== Required tasks ==
1 – In the passage about U-2 reconnaissance over Cuba, what name did historians give to the five weeks without coverage of the island?
2 – Continue the passage about U-2 reconnaissance over Cuba from the point where it stops.

On October 7, Cuban President Osvaldo Dorticós
Torrado spoke at the UN General Assembly: "If... we are attacked, we will
defend ourselves. I repeat, we have sufficient means with which to defend
ourselves; we have indeed our inevitable weapons, the weapons, which we would
have preferred not to acquire, and which we do not wish to
employ."[citation needed] On October 10 in another Senate speech Sen.
Keating reaffirmed his earlier warning of August 31 and stated that,
"Construction has begun on at least a half dozen launching sites for
intermediate range tactical missiles."
The United States had been sending U-2
surveillance over Cuba since the failed Bay of Pigs Invasion.[38] The first
issue that led to a pause in reconnaissance flights took place on August 30,
when a U-2 operated by the US Air Force's Strategic Air Command flew over
Sakhalin Island in the Soviet Far East by mistake. The Soviets lodged a protest
and the US apologized. Nine days later, a Taiwanese-operated U-2[39][40] was
lost over western China to an SA-2 surface-to-air missile. US officials were
worried that one of the Cuban or Soviet SAMs in Cuba might shoot down a CIA
U-2, initiating another international incident. In a meeting with members of the
Committee on Overhead Reconnaissance (COMOR) on September 10, Secretary of
State Dean Rusk and National Security Advisor McGeorge Bundy heavily restricted
further U-2 flights over Cuban airspace. The resulting lack of coverage over
the island for the next five weeks became known to historians as the
"Photo Gap".[41] No significant U-2 coverage was achieved over the
interior of the island. US officials attempted to use a Corona
photoreconnaissance satellite to obtain coverage over reported Soviet military deployments,
but imagery acquired over western Cuba by a Corona KH-4 mission on October 1
was heavily covered by clouds and haze and failed to provide any usable
intelligence. At the end of September, Navy reconnaissance aircraft
photographed the Soviet ship Kasimov, with large crates on its deck the size
and shape of Il-28 jet bomber fuselages.
In September 1962, analysts from the Defense
Intelligence Agency (DIA) noticed that Cuban surface-to-air missile sites were
arranged in a pattern similar to those used by the Soviet Union to protect its
ICBM bases, leading DIA to lobby for the resumption of U-2 flights over the
island.[43] Although in the past the flights had been conducted by the CIA,
pressure from the Defense Department made the authority be transferred to the
Air Force. Following the loss of a CIA U-2 over the Soviet Union in May 1960,
it was thought that if another U-2 were shot down, an Air Force aircraft
arguably being used for a legitimate military purpose would be easier to
explain than a CIA flight.
When the reconnaissance missions were reauthorized
on October 9, poor weather kept the planes from flying. The US first obtained
U-2 photographic evidence of the missiles on October 14, when a U-2 flight
piloted by Major Richard Heyser took 928 pictures on a path selected by DIA
analysts, capturing images of what turned out to be an SS-4 construction site
at San Cristóbal, Pinar del Río Province (now in Artemisa Province), in western
Cuba.

== Given data ==
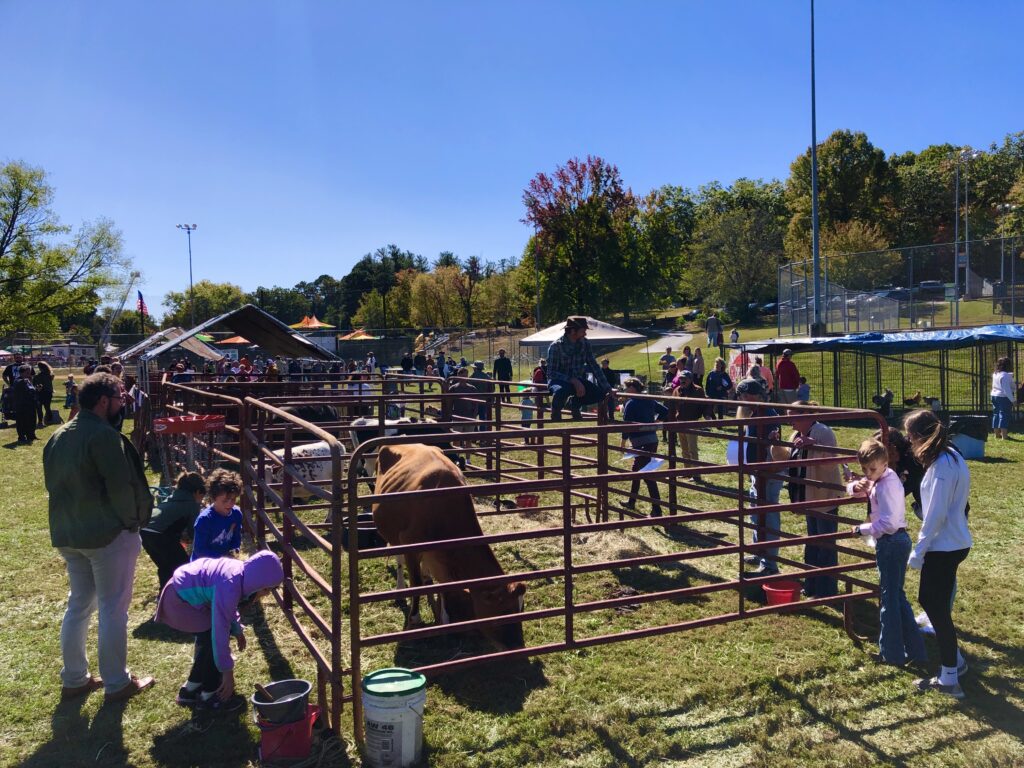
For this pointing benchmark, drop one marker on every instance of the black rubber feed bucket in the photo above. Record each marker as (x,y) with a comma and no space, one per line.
(291,697)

== Responses ==
1 – The "Photo Gap."

2 –
On October 15, the CIA's National Photographic
Interpretation Center (NPIC) reviewed the U-2 photographs and identified
objects that they interpreted as medium range ballistic missiles. This
identification was made, in part, on the strength of reporting provided by Oleg
Penkovsky, a double agent in the GRU working for CIA and MI6. Although he
provided no direct reports of the Soviet missile deployments to Cuba, technical
and doctrinal details of Soviet missile regiments that had been provided by
Penkovsky in the months and years prior to the Crisis helped NPIC analysts
correctly identify the missiles on U-2 imagery.
That evening, the CIA notified the Department of
State and at 8:30 pm EDT, Bundy chose to wait until the next morning to tell
the President. McNamara was briefed at midnight. The next morning, Bundy met
with Kennedy and showed him the U-2 photographs and briefed him on the CIA's
analysis of the images.[46] At 6:30 pm EDT, Kennedy convened a meeting of the
nine members of the National Security Council and five other key advisors,[47]
in a group he formally named the Executive Committee of the National Security
Council (EXCOMM) after the fact on October 22 by the National Security Action
Memorandum 196.[48] Without informing the members of EXCOMM, President Kennedy
tape recorded all of their proceedings, and Sheldon M. Stern, head of the
Kennedy library transcribed some of them.
Kennedy concluded that attacking Cuba by air would
signal the Soviets to presume "a clear line" to conquer Berlin.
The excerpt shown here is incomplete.